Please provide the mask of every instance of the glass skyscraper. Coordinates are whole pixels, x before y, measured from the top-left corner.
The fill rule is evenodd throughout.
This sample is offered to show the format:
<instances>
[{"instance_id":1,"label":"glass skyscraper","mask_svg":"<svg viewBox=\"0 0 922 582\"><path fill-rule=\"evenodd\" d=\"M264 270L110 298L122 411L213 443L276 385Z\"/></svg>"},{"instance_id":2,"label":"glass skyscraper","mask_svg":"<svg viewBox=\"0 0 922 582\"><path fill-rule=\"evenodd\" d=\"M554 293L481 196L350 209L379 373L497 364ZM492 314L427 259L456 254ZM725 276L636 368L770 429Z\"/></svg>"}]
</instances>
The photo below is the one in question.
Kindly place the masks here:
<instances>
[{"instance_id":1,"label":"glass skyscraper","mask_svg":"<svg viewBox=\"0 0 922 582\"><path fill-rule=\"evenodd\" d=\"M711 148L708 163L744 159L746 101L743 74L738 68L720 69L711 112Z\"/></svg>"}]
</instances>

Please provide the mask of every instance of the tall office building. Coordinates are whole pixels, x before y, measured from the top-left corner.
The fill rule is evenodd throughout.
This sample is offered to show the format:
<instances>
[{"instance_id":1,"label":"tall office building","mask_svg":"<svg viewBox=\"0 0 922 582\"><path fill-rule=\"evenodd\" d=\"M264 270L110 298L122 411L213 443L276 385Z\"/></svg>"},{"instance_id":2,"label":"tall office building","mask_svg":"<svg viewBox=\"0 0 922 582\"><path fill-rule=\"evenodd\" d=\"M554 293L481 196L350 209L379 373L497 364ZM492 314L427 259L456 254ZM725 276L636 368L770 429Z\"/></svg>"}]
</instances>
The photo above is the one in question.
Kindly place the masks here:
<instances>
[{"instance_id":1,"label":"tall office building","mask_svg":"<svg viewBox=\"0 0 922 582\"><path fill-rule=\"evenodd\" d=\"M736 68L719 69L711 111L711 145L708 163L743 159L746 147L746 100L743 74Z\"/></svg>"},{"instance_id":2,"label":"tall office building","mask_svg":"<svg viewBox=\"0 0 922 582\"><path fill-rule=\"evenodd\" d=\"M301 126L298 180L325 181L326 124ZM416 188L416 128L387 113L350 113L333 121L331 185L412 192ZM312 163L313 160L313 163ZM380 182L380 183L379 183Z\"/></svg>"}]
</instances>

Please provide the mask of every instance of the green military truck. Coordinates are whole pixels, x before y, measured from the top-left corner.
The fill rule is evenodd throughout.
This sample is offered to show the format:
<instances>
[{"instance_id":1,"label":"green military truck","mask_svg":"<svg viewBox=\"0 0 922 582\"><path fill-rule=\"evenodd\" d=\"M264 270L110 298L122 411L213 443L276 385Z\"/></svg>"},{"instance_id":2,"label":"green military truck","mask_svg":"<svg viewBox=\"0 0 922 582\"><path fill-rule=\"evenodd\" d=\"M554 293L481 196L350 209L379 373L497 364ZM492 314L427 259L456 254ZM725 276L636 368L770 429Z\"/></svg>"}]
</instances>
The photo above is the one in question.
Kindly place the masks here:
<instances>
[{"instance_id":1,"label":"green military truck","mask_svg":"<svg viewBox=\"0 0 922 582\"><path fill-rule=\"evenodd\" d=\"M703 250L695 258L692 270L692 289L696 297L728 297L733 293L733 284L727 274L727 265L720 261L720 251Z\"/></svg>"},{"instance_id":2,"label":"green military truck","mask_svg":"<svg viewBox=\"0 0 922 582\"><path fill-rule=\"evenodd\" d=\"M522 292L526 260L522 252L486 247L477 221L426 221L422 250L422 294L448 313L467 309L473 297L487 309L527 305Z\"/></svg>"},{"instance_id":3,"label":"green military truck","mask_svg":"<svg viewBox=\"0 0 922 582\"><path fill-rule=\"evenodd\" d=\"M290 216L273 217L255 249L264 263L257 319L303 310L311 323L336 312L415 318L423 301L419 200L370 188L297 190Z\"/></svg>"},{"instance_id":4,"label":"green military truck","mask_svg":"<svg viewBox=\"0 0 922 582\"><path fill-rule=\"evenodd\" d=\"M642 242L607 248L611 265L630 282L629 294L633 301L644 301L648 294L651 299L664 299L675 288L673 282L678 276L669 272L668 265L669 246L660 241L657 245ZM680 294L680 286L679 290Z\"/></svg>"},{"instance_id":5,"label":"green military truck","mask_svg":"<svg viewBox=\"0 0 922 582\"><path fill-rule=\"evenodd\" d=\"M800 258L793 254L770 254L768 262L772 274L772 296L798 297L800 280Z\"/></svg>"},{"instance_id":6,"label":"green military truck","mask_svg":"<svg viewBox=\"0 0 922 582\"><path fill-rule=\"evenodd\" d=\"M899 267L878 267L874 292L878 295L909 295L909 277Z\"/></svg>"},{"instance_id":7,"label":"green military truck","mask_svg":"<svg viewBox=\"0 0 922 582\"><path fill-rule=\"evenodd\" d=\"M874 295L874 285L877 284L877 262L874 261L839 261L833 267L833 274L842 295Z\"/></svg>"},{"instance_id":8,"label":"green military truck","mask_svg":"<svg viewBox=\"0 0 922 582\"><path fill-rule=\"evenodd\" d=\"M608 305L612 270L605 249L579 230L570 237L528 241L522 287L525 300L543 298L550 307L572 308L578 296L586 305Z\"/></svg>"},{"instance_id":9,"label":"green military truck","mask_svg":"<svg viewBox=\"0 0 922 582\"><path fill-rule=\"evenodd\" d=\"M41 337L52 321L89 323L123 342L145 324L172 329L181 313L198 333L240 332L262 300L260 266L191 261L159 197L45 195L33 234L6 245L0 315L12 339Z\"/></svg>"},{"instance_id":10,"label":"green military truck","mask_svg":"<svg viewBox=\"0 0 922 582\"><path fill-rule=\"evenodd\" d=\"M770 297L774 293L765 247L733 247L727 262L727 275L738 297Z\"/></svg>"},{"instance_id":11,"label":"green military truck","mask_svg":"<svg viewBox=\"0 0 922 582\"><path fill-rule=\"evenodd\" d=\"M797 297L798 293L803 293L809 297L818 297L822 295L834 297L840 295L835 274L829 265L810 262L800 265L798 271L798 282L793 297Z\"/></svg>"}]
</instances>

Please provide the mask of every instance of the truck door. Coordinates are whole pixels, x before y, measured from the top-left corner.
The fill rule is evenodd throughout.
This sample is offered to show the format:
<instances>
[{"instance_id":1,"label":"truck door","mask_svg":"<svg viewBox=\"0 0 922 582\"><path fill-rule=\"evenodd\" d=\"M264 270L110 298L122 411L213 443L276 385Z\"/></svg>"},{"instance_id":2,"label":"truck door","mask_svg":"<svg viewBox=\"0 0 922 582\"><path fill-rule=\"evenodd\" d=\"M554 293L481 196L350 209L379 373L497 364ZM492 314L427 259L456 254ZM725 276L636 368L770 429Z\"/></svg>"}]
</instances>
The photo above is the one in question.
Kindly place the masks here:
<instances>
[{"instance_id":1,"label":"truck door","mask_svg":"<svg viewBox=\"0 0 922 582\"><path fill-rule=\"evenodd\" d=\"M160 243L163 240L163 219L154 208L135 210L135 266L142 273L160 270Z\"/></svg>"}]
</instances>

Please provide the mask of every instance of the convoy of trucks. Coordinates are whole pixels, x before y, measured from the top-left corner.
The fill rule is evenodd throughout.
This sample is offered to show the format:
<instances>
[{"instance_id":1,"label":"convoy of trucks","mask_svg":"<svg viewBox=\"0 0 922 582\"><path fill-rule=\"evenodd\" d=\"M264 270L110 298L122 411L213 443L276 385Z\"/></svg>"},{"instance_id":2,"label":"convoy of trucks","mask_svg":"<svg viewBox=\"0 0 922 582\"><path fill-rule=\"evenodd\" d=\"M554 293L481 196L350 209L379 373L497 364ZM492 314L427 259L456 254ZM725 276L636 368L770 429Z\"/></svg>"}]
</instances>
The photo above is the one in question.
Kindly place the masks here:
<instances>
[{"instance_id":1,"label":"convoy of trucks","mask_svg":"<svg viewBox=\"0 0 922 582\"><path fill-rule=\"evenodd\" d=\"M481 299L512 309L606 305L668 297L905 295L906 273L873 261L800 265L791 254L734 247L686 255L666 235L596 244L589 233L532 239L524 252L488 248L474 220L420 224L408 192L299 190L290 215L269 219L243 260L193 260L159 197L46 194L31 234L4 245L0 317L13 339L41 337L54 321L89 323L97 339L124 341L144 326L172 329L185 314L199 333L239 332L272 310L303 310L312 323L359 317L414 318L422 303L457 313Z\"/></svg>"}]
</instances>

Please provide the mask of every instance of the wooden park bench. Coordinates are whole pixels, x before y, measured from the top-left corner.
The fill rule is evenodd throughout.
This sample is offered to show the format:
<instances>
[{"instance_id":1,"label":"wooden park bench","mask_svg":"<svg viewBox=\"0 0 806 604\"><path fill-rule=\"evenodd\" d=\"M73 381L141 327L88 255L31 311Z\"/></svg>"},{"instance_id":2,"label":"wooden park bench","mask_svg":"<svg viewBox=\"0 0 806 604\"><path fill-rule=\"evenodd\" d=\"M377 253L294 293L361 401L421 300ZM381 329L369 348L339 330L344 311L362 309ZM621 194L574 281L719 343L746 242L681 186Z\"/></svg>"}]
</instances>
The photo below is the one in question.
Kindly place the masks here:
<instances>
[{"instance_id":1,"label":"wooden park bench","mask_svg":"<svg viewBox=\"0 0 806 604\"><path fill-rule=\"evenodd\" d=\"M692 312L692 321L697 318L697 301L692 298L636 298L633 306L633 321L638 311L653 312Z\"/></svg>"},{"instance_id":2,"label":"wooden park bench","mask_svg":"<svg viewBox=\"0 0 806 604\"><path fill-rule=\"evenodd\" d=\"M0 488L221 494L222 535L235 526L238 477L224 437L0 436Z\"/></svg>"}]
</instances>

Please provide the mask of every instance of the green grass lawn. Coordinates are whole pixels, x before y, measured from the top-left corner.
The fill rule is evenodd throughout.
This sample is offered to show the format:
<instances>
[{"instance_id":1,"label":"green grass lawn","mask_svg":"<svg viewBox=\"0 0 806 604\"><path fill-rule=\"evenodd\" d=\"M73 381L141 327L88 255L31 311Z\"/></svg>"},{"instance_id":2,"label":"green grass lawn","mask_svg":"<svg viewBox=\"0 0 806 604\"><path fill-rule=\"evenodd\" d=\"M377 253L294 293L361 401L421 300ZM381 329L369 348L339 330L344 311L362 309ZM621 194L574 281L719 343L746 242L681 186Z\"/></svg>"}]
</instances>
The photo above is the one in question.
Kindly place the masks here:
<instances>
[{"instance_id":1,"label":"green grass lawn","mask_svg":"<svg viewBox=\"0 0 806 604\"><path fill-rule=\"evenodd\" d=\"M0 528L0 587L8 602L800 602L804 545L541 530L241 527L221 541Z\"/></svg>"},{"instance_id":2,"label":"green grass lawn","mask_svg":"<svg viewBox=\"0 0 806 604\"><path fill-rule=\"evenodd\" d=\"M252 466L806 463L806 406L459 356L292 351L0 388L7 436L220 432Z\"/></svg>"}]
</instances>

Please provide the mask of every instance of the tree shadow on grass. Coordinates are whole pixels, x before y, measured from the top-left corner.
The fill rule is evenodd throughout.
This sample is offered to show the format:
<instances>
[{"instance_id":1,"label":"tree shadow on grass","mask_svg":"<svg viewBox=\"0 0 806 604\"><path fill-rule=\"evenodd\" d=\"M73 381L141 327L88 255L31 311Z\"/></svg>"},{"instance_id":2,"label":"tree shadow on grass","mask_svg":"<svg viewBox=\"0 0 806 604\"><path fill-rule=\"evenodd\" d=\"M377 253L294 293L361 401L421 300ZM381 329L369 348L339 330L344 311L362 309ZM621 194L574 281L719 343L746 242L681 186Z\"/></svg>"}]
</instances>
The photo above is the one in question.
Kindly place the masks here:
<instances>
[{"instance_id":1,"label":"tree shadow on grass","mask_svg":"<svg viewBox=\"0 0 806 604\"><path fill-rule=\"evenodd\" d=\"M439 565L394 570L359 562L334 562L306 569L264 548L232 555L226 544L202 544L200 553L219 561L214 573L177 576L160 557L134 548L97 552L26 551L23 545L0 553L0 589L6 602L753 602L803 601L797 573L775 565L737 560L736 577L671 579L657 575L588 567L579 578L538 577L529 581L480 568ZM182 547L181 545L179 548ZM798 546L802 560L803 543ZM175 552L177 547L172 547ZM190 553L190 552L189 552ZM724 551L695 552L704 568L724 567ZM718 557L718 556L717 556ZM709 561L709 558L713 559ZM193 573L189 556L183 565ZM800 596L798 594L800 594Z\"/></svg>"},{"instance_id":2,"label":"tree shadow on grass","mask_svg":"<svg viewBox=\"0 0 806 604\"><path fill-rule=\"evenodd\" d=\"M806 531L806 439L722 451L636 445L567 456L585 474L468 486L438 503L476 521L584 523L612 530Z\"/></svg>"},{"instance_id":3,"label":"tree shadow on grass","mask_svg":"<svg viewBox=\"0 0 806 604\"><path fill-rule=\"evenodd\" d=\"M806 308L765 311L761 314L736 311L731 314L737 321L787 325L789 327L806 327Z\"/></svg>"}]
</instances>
• • • • • • •
● Task instructions
Can you copy out, word for word, the lines from the one containing "Please provide the mask of every instance of the tree" through the final line above?

● Response
Please provide the mask of every instance of the tree shadow on grass. Coordinates are whole pixels, x before y, measured from the top-left corner.
The fill rule is evenodd throughout.
This sample is offered to show the format:
<instances>
[{"instance_id":1,"label":"tree shadow on grass","mask_svg":"<svg viewBox=\"0 0 806 604\"><path fill-rule=\"evenodd\" d=\"M73 381L141 327L88 255L31 311Z\"/></svg>"},{"instance_id":2,"label":"tree shadow on grass","mask_svg":"<svg viewBox=\"0 0 806 604\"><path fill-rule=\"evenodd\" d=\"M377 253L294 293L361 401L421 300ZM381 329L369 348L339 330L344 311L362 309ZM621 194L574 281L719 343L746 242L681 186Z\"/></svg>"}]
</instances>
The photo above is the one in question.
Kindly place the masks here:
<instances>
[{"instance_id":1,"label":"tree shadow on grass","mask_svg":"<svg viewBox=\"0 0 806 604\"><path fill-rule=\"evenodd\" d=\"M439 565L394 570L359 562L334 562L306 569L264 548L232 555L226 544L202 544L200 553L219 561L214 573L177 576L160 557L134 548L97 552L26 551L23 545L0 553L0 589L6 602L753 602L803 601L797 573L775 565L737 560L736 577L671 579L657 575L588 567L579 578L538 577L529 581L480 568ZM182 547L181 545L179 548ZM798 546L802 560L803 543ZM175 552L177 547L172 547ZM190 553L190 552L189 552ZM724 551L695 552L704 568L724 567ZM718 557L718 556L717 556ZM709 561L709 558L713 559ZM193 573L189 556L183 565ZM800 596L798 594L800 594Z\"/></svg>"},{"instance_id":2,"label":"tree shadow on grass","mask_svg":"<svg viewBox=\"0 0 806 604\"><path fill-rule=\"evenodd\" d=\"M806 531L806 439L722 451L636 445L567 456L585 474L468 486L438 503L476 521L584 523L612 530Z\"/></svg>"},{"instance_id":3,"label":"tree shadow on grass","mask_svg":"<svg viewBox=\"0 0 806 604\"><path fill-rule=\"evenodd\" d=\"M806 308L765 311L761 314L736 311L731 314L737 321L787 325L789 327L806 327Z\"/></svg>"}]
</instances>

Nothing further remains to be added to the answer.